■ **Tasks**
A: Can you restate the paragraph beginning "I am trying to find the sums" in the CUDA matrix-sum post more briefly, keeping its main facts?
B: Can you pick up the CUDA matrix-sum post from the point where it stops and continue it?

■ **Text segment**
---*---

I am trying to find the sums of all different 11 x 11 matrixes in a large matrix. I do this with the code below (for simplicity I removed all code for offset in indexing and boundary conditions).
__global__ void testadd(float *zz, int width, int size, float *zout)
{
__shared__ float zhelp[64];
int x= blockIdx.x * (blockDim.x-size+1);
int y= blockIdx.y * blockDim.y + threadIdx.y;
float z =0;
int i;
for (i=0; i<size; i++)
z+=zz[(y+i)*width+x];
zhelp[threadIdx.x]=z;
__syncthreads();
for(i=1; i<size; i++)
z+=zhelp[threadIdx.x+i];
if(x<width)

---*---

■ **Provided material**

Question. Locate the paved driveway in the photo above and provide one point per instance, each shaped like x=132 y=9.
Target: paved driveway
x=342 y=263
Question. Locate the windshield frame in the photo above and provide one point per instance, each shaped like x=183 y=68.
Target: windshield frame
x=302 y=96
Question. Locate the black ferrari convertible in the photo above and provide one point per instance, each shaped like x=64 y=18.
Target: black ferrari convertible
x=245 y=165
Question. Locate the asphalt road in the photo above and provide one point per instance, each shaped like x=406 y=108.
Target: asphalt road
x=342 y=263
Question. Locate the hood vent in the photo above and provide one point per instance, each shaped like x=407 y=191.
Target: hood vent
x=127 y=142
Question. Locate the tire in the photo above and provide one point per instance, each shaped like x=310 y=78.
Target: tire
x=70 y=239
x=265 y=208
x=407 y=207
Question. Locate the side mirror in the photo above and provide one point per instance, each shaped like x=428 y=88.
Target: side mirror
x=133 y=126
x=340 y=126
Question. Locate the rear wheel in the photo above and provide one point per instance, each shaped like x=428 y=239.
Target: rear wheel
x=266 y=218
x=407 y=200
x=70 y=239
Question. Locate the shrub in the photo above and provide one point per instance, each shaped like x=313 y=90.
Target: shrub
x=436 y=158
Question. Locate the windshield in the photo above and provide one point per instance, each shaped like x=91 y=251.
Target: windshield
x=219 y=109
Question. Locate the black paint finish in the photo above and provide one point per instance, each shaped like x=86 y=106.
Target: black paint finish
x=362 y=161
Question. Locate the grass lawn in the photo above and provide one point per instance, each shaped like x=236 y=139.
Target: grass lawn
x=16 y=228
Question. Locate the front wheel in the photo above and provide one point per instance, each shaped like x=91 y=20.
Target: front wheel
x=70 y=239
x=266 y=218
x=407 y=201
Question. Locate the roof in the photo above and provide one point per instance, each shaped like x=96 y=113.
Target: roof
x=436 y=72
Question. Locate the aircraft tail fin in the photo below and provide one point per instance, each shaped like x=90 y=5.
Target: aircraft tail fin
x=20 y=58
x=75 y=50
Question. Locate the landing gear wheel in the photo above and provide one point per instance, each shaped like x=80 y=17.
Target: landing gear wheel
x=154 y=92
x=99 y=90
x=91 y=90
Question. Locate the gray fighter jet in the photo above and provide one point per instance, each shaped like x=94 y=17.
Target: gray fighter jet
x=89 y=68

---*---

■ **Task answers**
A: I'm trying to sum every distinct 11 x 11 matrix within a large matrix, using the code below, which omits the indexing-offset and boundary-condition code for simplicity.

B:
zout[y*width+x]=z;
}
int size = 11;
dim3 dimBlock2(64,1);
int hulp=dimBlock2.x-size+1;
dim3 dimGrid2((width+hulp-1)/hulp,(height+dimBlock2.y-1)/dimBlock2.y);
testadd<<<dimGrid2, dimBlock2>>>(z, width, size, zout);
Each tread calculates the sum of a column (size 11) and stores it in shared memory. Next each tread fetches all data it needs from shared memory to calculate the sum of one small matrix. In device emulation this all works fine, however in real I have some problems. The problems occur at the first cells of the blocks in the x direction (it is the data that is used by the previous block in the x direction as well, the first block in the x direction works correct). Somehow there is no sync and the treads fetch no data from shared memory. However this only happens for about 40% off all blocks. When I make my grid size 1 in the x direction and just place a for loop over my kernel for all grids in the x direction I have no problems at all. How can I make my program work without the for loop?